— start of Input rows —

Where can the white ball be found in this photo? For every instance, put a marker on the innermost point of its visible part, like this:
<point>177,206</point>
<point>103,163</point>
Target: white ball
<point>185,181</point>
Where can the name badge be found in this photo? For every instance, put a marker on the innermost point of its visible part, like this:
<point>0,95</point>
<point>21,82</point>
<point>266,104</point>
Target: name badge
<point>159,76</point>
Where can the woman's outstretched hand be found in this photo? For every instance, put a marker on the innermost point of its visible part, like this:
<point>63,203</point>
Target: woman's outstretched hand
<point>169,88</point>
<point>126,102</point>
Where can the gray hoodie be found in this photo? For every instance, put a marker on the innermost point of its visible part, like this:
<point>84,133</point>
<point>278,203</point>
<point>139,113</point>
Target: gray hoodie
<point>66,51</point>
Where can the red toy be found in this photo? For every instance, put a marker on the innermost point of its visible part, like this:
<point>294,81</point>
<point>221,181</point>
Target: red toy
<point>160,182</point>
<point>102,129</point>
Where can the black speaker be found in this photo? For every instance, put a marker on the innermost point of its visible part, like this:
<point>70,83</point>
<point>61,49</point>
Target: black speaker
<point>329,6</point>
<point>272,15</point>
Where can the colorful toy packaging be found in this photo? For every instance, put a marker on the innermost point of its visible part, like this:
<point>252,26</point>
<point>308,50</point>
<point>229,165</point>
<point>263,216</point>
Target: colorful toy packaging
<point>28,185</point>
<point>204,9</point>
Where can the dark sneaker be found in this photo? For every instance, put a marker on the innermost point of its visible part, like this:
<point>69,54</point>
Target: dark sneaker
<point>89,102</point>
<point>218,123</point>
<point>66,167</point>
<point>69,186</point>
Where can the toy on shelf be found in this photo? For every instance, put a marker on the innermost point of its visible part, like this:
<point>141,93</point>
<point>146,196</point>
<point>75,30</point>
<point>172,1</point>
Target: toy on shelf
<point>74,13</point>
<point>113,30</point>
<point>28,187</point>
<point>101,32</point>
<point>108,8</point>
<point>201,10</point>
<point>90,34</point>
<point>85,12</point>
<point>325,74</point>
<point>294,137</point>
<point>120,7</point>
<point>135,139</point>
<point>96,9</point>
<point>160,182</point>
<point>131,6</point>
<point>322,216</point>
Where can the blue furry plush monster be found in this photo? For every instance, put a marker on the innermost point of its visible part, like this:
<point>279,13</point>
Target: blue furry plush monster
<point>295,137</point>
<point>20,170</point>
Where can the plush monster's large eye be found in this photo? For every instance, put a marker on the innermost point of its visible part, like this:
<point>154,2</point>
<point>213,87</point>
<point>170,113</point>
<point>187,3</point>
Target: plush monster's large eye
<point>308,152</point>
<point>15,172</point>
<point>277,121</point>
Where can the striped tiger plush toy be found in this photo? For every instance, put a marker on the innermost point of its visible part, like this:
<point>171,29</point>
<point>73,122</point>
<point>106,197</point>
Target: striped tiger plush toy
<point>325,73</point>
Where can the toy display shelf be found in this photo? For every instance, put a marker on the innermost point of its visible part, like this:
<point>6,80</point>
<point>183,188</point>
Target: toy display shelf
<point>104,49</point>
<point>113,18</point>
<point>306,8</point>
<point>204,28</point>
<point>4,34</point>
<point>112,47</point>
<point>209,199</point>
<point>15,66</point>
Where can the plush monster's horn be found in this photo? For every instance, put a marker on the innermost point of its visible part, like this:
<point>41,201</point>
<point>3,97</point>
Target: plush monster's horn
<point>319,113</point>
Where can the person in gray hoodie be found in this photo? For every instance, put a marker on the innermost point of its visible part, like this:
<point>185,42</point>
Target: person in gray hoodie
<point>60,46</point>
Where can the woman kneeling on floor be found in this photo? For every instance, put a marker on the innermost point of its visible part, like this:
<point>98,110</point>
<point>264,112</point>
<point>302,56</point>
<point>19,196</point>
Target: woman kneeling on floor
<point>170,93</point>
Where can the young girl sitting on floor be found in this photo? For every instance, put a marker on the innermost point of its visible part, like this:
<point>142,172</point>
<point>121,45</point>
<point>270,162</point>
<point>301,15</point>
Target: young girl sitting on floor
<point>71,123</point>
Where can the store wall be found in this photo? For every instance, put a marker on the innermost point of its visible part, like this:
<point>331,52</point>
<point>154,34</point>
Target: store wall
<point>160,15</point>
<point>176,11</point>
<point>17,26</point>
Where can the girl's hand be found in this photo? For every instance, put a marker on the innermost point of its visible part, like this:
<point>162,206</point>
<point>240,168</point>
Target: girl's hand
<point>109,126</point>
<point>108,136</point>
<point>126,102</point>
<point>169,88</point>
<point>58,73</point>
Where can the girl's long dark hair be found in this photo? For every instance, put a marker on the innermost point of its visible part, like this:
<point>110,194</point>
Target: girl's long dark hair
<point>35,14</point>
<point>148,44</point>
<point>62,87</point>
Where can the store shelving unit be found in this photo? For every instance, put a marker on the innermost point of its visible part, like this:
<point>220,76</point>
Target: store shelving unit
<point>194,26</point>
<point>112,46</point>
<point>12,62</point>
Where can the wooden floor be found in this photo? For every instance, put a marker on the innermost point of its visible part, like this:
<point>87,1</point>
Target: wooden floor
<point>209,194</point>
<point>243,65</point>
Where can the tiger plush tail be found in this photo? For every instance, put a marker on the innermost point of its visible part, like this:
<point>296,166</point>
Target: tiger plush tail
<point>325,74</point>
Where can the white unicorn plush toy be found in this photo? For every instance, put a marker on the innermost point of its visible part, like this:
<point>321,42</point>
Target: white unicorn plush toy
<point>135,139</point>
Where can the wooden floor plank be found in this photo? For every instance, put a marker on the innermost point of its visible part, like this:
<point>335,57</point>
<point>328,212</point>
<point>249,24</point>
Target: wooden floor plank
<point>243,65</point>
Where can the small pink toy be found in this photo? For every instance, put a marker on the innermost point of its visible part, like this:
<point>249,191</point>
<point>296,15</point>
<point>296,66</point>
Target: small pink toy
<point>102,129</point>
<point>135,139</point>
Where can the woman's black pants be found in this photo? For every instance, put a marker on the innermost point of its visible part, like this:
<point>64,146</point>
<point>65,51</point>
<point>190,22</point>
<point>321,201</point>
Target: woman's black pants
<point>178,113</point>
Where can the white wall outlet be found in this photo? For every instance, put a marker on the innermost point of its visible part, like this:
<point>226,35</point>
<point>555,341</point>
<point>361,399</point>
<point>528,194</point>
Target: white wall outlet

— end of Input rows —

[Aim of the task]
Copy the entire listing above verbatim, from its first line through its last.

[Result for this exercise]
Where can the white ball be found in this photo? For every instance, put a marker on the innermost point of its visible part, like this:
<point>177,206</point>
<point>103,163</point>
Target: white ball
<point>185,181</point>
Where can the name badge be found in this photo? For every instance, put a marker on the innermost point of its visible part, like this:
<point>0,95</point>
<point>21,82</point>
<point>266,104</point>
Target: name badge
<point>159,76</point>
Where can the woman's outstretched hand be found in this photo? For every instance, put a marker on the innermost point of its visible part, like this:
<point>63,203</point>
Target: woman's outstretched hand
<point>169,88</point>
<point>126,102</point>
Where can the gray hoodie be found in this photo? For every instance, put a marker on the innermost point of its visible part, like this:
<point>84,133</point>
<point>278,203</point>
<point>139,113</point>
Target: gray hoodie
<point>66,51</point>
Where can the red toy be found in this photo? For every instance, put a marker on the innermost point of its visible part, like this:
<point>294,81</point>
<point>221,181</point>
Target: red toy
<point>160,182</point>
<point>102,129</point>
Where can the black speaker be found in this photo? For every instance, put a marker on the innermost point of its visible part, like this:
<point>70,83</point>
<point>61,49</point>
Target: black speaker
<point>329,6</point>
<point>272,15</point>
Where can the colorful toy packaging be found in this photo? For every instance, put a marker on the innermost point of its visible part, like this:
<point>252,26</point>
<point>308,50</point>
<point>229,165</point>
<point>263,216</point>
Target: colorful toy packaging
<point>28,185</point>
<point>204,9</point>
Where can the dark sneaker be found in this photo? For every instance, put a marker on the innermost point of its visible part, like this:
<point>69,54</point>
Target: dark sneaker
<point>89,102</point>
<point>218,123</point>
<point>66,167</point>
<point>69,186</point>
Where can the toy on shelf be found in this photo? For every instance, put a marker on the innermost point of its visible part, like this:
<point>141,93</point>
<point>146,196</point>
<point>75,30</point>
<point>172,1</point>
Target: toy on shelf
<point>74,13</point>
<point>113,30</point>
<point>28,187</point>
<point>101,32</point>
<point>108,8</point>
<point>201,10</point>
<point>90,34</point>
<point>85,12</point>
<point>325,74</point>
<point>294,137</point>
<point>120,7</point>
<point>135,139</point>
<point>96,9</point>
<point>160,182</point>
<point>131,6</point>
<point>322,216</point>
Where can the blue furry plush monster be found in this photo? For every instance, put a marker on the innermost point of its visible part, like this:
<point>279,13</point>
Target: blue furry plush monster
<point>295,137</point>
<point>20,170</point>
Where can the plush monster's large eye be found in this photo? For every instance, put a marker on the innermost point of its visible part, like this:
<point>154,2</point>
<point>213,87</point>
<point>170,113</point>
<point>187,3</point>
Target: plush monster's large eye
<point>308,152</point>
<point>15,172</point>
<point>277,121</point>
Where can the striped tiger plush toy be found in this photo? For every instance, put a marker on the innermost point of its visible part, like this:
<point>171,29</point>
<point>73,122</point>
<point>106,197</point>
Target: striped tiger plush toy
<point>325,73</point>
Where can the toy display shelf be found in this photo? For every instance, put a marker on the innermost point of its visible part, like this:
<point>6,80</point>
<point>183,188</point>
Target: toy display shelf
<point>104,49</point>
<point>113,18</point>
<point>306,8</point>
<point>204,28</point>
<point>4,34</point>
<point>112,47</point>
<point>209,199</point>
<point>15,66</point>
Where can the plush monster's horn be found in this photo? For every instance, put a marker on the innermost point of its visible part, like this:
<point>41,201</point>
<point>3,97</point>
Target: plush monster's horn
<point>319,113</point>
Where can the person in gray hoodie be found in this photo? For every instance, put a marker on the innermost point of its visible part, like this:
<point>185,42</point>
Target: person in gray hoodie
<point>60,46</point>
Where can the woman kneeling on floor be found in this photo? For every instance, put a marker on the innermost point of its visible part, like this:
<point>98,110</point>
<point>264,112</point>
<point>302,56</point>
<point>19,196</point>
Target: woman kneeling on floor
<point>170,93</point>
Where can the young girl sitting on floor be found in this photo? For every instance, put a marker on the innermost point of its visible part, like this:
<point>142,172</point>
<point>121,45</point>
<point>270,162</point>
<point>301,15</point>
Target: young girl sitting on floor
<point>71,123</point>
Where can the store wall be found in this photo? For every instance, put a marker on the innermost point of its visible part, like this:
<point>331,52</point>
<point>154,34</point>
Target: store wall
<point>160,15</point>
<point>176,11</point>
<point>17,26</point>
Where can the girl's hand be found in this photo? For every instance, put a marker on the innermost point of its visible part, like this:
<point>162,206</point>
<point>240,168</point>
Target: girl's hand
<point>109,126</point>
<point>108,136</point>
<point>126,102</point>
<point>169,88</point>
<point>58,73</point>
Where can the girl's long dark hair be found in this photo? For every instance, put a marker on the innermost point of its visible part, like this:
<point>110,194</point>
Target: girl's long dark hair
<point>35,14</point>
<point>148,44</point>
<point>62,87</point>
Where can the store shelving unit be found in this photo? For every instance, put a marker on the innermost point of its visible part, like this:
<point>220,76</point>
Target: store shelving unit
<point>194,26</point>
<point>112,46</point>
<point>12,62</point>
Where can the wooden floor be found in this photo? For every instance, put a marker on the innermost point of its visible part, like this:
<point>87,1</point>
Target: wooden floor
<point>209,194</point>
<point>243,65</point>
Where can the tiger plush tail be found in this photo? For every instance, put a marker on the innermost point of its visible part, like this:
<point>296,166</point>
Target: tiger plush tail
<point>325,74</point>
Where can the white unicorn plush toy be found in this photo? For every instance, put a marker on the innermost point of its visible part, like this:
<point>321,42</point>
Target: white unicorn plush toy
<point>135,139</point>
Where can the wooden floor plank be found in this photo? For every instance, put a marker on the innermost point of its visible part, like this:
<point>335,57</point>
<point>328,212</point>
<point>249,24</point>
Target: wooden floor plank
<point>243,65</point>
Where can the small pink toy be found in this photo? For every instance, put a marker on the innermost point of its visible part, like this:
<point>249,191</point>
<point>296,15</point>
<point>296,66</point>
Target: small pink toy
<point>102,129</point>
<point>135,139</point>
Where can the woman's black pants be found in this photo? For every instance, put a marker on the innermost point of its visible part, like this:
<point>64,146</point>
<point>65,51</point>
<point>190,22</point>
<point>321,201</point>
Target: woman's black pants
<point>178,113</point>
Where can the white wall outlet be found in this photo? For every instance, put a marker on the innermost point of its visible part, like this:
<point>226,35</point>
<point>555,341</point>
<point>361,399</point>
<point>528,194</point>
Target: white wall outlet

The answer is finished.